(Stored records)
____________

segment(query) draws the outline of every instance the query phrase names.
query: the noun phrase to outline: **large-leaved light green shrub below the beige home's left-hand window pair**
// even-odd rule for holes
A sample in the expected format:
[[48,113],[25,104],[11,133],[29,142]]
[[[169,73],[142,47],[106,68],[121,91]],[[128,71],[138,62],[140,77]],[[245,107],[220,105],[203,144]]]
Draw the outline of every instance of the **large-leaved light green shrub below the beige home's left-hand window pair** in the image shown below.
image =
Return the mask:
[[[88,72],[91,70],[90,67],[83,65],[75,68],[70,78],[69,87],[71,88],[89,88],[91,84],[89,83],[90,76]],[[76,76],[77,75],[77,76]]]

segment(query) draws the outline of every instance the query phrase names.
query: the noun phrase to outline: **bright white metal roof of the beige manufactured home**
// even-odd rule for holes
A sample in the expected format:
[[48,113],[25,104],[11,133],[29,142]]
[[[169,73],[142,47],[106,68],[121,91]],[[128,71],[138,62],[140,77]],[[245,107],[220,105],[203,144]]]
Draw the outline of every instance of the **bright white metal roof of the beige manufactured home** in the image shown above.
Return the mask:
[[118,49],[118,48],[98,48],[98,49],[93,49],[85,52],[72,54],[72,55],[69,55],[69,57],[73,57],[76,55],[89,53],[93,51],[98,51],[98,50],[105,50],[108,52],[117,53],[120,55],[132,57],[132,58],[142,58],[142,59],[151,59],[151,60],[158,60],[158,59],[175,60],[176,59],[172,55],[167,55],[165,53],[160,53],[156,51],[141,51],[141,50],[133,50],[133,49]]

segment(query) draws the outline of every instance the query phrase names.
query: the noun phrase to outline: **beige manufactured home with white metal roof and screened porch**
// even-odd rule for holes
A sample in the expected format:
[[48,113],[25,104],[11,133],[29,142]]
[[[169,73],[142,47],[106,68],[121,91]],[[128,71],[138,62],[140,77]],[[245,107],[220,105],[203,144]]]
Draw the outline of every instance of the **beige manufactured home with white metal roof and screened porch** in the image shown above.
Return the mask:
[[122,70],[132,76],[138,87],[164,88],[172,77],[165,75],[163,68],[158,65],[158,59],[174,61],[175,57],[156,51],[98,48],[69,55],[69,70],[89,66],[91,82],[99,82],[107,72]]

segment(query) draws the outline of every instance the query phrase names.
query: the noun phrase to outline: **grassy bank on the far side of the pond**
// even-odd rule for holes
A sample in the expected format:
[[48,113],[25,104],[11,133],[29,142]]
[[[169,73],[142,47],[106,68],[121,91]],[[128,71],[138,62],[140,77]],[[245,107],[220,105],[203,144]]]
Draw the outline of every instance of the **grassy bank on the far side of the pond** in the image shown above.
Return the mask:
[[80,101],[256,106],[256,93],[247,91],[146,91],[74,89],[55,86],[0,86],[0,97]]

____________

**WORK ITEM**
Scan the records above for the string "beige", and copy every line where it turns up.

**ANSWER FOR THE TASK**
query: the noun phrase to outline: **large-leaved light green shrub below the beige home's left-hand window pair**
Draw the outline of every instance of the **large-leaved light green shrub below the beige home's left-hand window pair** in the image shown below.
query: the noun phrase to outline: **bright white metal roof of the beige manufactured home**
Draw the outline of every instance of the **bright white metal roof of the beige manufactured home** in the image shown above.
query: the noun phrase to outline: **beige manufactured home with white metal roof and screened porch**
Draw the outline of every instance of the **beige manufactured home with white metal roof and screened porch** in the image shown above.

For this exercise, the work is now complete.